▶ [Exercise instructions] In the abstract, during which years is the Casarabe culture said to have operated continuously?

▶ [Page]
# # #
Joe Hirst1, Joy Singarayer1, Umberto Lombardo2, and Francis Mayle1

1 University of Reading

2 University of Bern

Abstract

For decades, scholars have debated the extent to which Amazonian landscapes were modified by pre-Hispanic peoples. Some of the strongest evidence for large-scale pre-Hispanic landscape domestication comes from the South-Eastern sector of the Llanos de Mojos (LM), a seasonally flooded forest-savanna mosaic landscape in lowland Bolivia. Despite the challenges posed by frequent droughts and seasonal inundation, the pre-Hispanic Casarabe culture undertook landscape domestication in this environment to produce over 189 large habitation mounds, interconnected by a dense network of causeways, canals, and lakes (Lombardo and Prümers, 2010). LiDAR scans reveal these mounds to be the remains of large settlement sites, with archaeological evidence suggesting their inhabitants took advantage of the fertile sediments in this sector of the LM to cultivate a wide variety of crops. This evidence has led scholars to propose the Casarabe culture represents the first known case of agrarian-based, low-density urbanism in pre-Hispanic Amazonia, a complex society continuously operating between 400 and 1400 AD (Prümers et al., 2022).

Little is known about either the population size of the Casarabe culture or the extent to which they utilised and modified the surrounding rainforest and savanna ecosystems. Unlike contemporary Amazonian indigenous groups, maize likely formed a key component of their diet (Prümers, 2015), implying that they were able to perform large-scale maize cultivation within the LM. Co-author Lombardo has shown that the Casarabe culture utilised drainage canals to cultivate maize on the open savanna, a previously unseen form of agriculture across Amazonia. However, the extent to which they cultivated maize in forested areas remains unknown. 

In this presentation, I outline the development of, and experiments conducted upon, an agent-based model that has been developed to explore questions about the potential extent and spatial distribution of land transformed by the Casarabe culture for maize based agriculture. Agent-based models are uniquely suited to addressing these types of questions because of their ability to represent macro-scale features such as the extent of human land use (e.g., through deforestation, cultivation) as the emergent products of decisions operating at the individual level. An agent-based approach therefore not only allows us to explore the potential scale of anthropogenic land-use within the South-Eastern LM, but also to gain insight into the processes and reasoning that underlies these human-environment interactions. Our agent-based model functions as a ‘virtual laboratory’, enabling us to explore the extent and spatial distribution of land that is stripped of its vegetation and converted into maize monoculture across a variety of plausible ‘What if?’ scenarios. Encoded within the model is a simplified representation of the South-Eastern LM, parameterised using archaeological, ecological, ethnographic, and topographic data. Inhabiting this virtual landscape are agents representing household units of parents and children, driven by a set of simple rules based on the demand for vital resources. When aggregated, these agents reflect a simplified version of the Casarabe Culture. These pre-Columbian household agents form the primary subjects of our investigation, functioning as the main drivers of landscape modification within the model.
# # #
▶ [Entries]
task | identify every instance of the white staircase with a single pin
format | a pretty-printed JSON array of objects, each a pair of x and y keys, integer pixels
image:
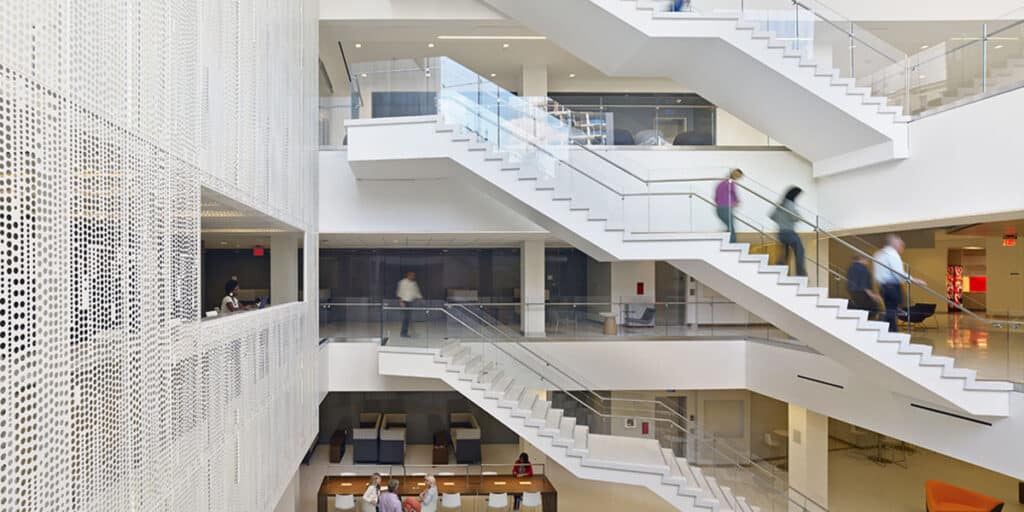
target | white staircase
[
  {"x": 606, "y": 458},
  {"x": 802, "y": 102},
  {"x": 805, "y": 312}
]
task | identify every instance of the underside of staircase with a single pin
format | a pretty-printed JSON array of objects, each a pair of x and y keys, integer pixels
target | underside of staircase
[
  {"x": 805, "y": 312},
  {"x": 804, "y": 103},
  {"x": 515, "y": 401}
]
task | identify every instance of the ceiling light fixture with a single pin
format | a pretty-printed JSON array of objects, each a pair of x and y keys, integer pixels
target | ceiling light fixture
[{"x": 503, "y": 38}]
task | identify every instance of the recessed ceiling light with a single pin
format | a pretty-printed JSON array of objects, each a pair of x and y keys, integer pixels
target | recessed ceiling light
[{"x": 503, "y": 38}]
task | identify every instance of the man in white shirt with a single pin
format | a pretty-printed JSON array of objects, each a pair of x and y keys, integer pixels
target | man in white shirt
[
  {"x": 408, "y": 292},
  {"x": 890, "y": 275}
]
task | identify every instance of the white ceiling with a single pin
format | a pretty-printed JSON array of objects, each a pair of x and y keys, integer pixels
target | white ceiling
[
  {"x": 440, "y": 241},
  {"x": 228, "y": 224},
  {"x": 385, "y": 40}
]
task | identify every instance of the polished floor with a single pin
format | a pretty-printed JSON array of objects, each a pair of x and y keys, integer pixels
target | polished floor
[
  {"x": 857, "y": 484},
  {"x": 994, "y": 350}
]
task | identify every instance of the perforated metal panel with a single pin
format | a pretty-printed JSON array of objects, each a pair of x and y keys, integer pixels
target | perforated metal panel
[{"x": 113, "y": 115}]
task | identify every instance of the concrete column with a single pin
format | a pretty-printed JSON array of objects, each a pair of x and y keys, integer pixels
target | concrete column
[
  {"x": 531, "y": 293},
  {"x": 809, "y": 454},
  {"x": 284, "y": 268},
  {"x": 291, "y": 499},
  {"x": 535, "y": 81},
  {"x": 626, "y": 278}
]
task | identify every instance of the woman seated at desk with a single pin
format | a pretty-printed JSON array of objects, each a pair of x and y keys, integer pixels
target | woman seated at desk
[{"x": 426, "y": 499}]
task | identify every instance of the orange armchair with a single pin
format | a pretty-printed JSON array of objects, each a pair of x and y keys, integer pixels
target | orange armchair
[{"x": 941, "y": 497}]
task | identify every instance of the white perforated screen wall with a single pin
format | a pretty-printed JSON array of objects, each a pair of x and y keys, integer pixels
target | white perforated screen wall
[{"x": 113, "y": 115}]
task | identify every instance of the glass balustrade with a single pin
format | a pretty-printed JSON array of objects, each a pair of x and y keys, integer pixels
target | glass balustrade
[
  {"x": 543, "y": 147},
  {"x": 949, "y": 62},
  {"x": 714, "y": 463}
]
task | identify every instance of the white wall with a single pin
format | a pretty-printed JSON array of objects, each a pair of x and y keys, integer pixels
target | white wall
[
  {"x": 730, "y": 130},
  {"x": 440, "y": 206},
  {"x": 964, "y": 167},
  {"x": 353, "y": 367},
  {"x": 940, "y": 10}
]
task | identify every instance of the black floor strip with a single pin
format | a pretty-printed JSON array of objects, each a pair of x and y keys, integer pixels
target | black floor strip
[
  {"x": 951, "y": 415},
  {"x": 819, "y": 381}
]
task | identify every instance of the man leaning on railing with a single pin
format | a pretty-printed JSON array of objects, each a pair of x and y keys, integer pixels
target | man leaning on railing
[{"x": 890, "y": 275}]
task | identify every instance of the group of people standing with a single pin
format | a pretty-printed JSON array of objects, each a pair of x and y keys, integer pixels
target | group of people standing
[
  {"x": 388, "y": 500},
  {"x": 726, "y": 201},
  {"x": 888, "y": 271}
]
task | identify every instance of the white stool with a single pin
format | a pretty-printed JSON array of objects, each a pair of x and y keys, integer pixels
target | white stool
[
  {"x": 499, "y": 501},
  {"x": 344, "y": 502},
  {"x": 451, "y": 502},
  {"x": 530, "y": 500}
]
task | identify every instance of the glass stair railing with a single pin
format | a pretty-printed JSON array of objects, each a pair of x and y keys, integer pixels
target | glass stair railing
[
  {"x": 707, "y": 464},
  {"x": 951, "y": 64},
  {"x": 526, "y": 140}
]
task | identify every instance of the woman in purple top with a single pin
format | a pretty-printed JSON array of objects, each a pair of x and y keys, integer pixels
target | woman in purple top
[
  {"x": 726, "y": 201},
  {"x": 389, "y": 502}
]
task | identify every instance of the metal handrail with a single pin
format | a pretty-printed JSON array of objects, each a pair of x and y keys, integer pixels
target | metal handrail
[
  {"x": 815, "y": 224},
  {"x": 797, "y": 215},
  {"x": 787, "y": 494},
  {"x": 967, "y": 44},
  {"x": 847, "y": 32}
]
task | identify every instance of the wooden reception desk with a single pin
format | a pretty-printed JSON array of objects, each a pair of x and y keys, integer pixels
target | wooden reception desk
[{"x": 413, "y": 485}]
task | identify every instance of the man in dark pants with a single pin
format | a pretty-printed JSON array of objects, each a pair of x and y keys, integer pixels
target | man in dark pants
[
  {"x": 408, "y": 292},
  {"x": 890, "y": 274},
  {"x": 860, "y": 287}
]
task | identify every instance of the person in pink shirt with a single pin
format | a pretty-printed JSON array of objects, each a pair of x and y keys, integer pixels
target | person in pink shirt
[
  {"x": 726, "y": 202},
  {"x": 390, "y": 501}
]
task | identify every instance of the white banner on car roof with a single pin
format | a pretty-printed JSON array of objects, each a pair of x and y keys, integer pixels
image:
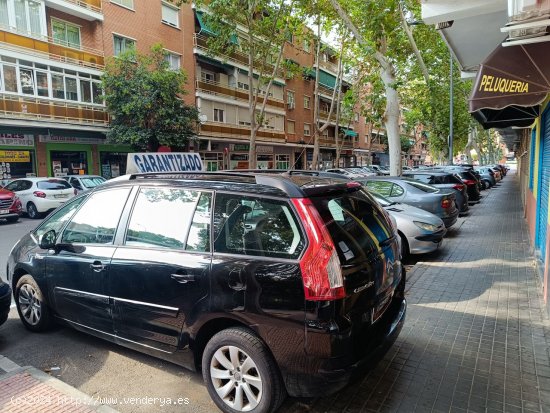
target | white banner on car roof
[{"x": 164, "y": 162}]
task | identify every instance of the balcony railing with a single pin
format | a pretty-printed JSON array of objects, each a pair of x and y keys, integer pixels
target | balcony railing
[
  {"x": 200, "y": 42},
  {"x": 51, "y": 111},
  {"x": 231, "y": 130},
  {"x": 218, "y": 89},
  {"x": 51, "y": 49}
]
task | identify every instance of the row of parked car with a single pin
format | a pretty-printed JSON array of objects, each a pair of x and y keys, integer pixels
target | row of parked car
[
  {"x": 425, "y": 201},
  {"x": 269, "y": 282},
  {"x": 37, "y": 196}
]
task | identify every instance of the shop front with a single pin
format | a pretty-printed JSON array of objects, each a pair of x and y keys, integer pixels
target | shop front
[{"x": 17, "y": 156}]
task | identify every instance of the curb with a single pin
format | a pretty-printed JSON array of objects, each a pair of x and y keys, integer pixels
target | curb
[{"x": 9, "y": 369}]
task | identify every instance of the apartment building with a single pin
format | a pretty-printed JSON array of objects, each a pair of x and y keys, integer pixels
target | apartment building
[{"x": 52, "y": 115}]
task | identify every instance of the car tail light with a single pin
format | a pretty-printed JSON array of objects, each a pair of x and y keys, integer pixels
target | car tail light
[
  {"x": 446, "y": 203},
  {"x": 321, "y": 272}
]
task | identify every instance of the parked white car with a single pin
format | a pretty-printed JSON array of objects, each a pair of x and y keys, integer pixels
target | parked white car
[{"x": 41, "y": 195}]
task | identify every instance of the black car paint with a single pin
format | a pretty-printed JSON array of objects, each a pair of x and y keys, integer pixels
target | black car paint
[{"x": 318, "y": 345}]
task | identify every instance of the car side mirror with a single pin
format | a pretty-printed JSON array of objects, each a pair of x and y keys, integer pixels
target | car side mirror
[{"x": 47, "y": 240}]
# # #
▶ [Exercise solution] Between 400 and 1400 AD.